[Entries from a dataset]
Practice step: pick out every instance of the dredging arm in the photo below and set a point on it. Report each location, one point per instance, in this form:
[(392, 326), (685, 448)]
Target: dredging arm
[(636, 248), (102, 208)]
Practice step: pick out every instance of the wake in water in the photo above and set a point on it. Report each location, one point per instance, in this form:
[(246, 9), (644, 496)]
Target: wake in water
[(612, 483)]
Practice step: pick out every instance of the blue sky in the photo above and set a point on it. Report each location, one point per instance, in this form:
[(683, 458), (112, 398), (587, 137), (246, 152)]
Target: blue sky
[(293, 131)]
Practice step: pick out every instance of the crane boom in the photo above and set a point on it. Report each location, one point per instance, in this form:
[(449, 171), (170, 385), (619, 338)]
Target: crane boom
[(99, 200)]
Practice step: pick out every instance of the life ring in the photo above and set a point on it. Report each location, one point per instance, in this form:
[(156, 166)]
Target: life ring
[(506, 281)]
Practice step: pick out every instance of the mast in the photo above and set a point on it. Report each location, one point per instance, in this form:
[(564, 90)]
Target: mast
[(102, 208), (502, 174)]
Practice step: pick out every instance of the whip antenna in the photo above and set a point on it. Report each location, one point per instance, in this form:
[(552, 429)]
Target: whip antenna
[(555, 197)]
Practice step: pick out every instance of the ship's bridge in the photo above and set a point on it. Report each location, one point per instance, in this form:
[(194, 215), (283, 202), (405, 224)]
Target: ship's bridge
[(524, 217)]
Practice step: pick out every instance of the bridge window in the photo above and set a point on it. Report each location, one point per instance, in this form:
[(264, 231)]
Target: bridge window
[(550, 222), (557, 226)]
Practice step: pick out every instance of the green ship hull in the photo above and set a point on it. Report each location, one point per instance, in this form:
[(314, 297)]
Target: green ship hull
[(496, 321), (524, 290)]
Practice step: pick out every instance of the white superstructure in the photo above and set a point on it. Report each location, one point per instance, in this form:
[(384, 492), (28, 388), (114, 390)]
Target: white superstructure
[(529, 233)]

• [Task]:
Could you rewrite the listing above with "set a point on it" replaced by "mark it with a point" throughout, keeping every other word the same?

• [Output]:
Practice step: pick out every instance of the dredging arm in the photo below and mark it with a point. Report each location, one point per instance, in this form:
[(392, 326), (685, 448)]
Target: dredging arm
[(636, 248), (102, 208)]
Practice step: pick out every instance of the wake in water in the photo above and mark it with a point. Report each location, one point per instance, in this form:
[(246, 9), (644, 496)]
Target: wake in water
[(612, 483)]
Practice step: pick out every instance of the blue sky in the photo above and mark it with a point. Report each location, one point per instance, in this form:
[(683, 458), (112, 398), (587, 137), (246, 152)]
Target: blue sky
[(293, 131)]
Practice step: pick out every instance of the crane boom in the photo above and mark it with a point. Report each location, one point per instance, in this form:
[(449, 171), (170, 385), (619, 338)]
Target: crane boom
[(99, 200)]
Practice step: pick out every instance of the life ring in the photo above and mark it with a point. Report each location, one point per instance, in this form:
[(156, 166)]
Target: life ring
[(506, 281)]
Practice step: pick out every instance of the mast in the photo above and mark it with a point. Report each location, one point per instance, in this form:
[(564, 90)]
Target: mast
[(102, 208), (502, 174)]
Practice step: pick out every instance of the whip antenna in the photo above and mark it with a point. Report each location, one point per instance, in this form:
[(552, 429)]
Target: whip antenna
[(555, 197)]
Practice step: pick out every instance of the ship's bridge in the photo above and mark it with a point. Report each location, one point per instance, in this form:
[(194, 215), (283, 202), (405, 224)]
Target: ship's bridge
[(524, 217)]
Practice step: pick out every instance of the bridge window in the photo above and mark it with a point. Report each location, one point per instance, in this form:
[(264, 231)]
Target: bridge window
[(550, 222), (557, 226)]
Practice step: pick out every instance of the green ship hull in the photo above and mark it with a point. Report each location, one point per instance, in this form:
[(314, 297)]
Target: green ship hull
[(496, 321), (524, 290)]
Practice step: pick out every instance of the white superstructure in the photo above and mark it with a point. Report each location, one point per instance, in this form:
[(384, 492), (28, 388), (114, 390)]
Target: white superstructure
[(529, 233)]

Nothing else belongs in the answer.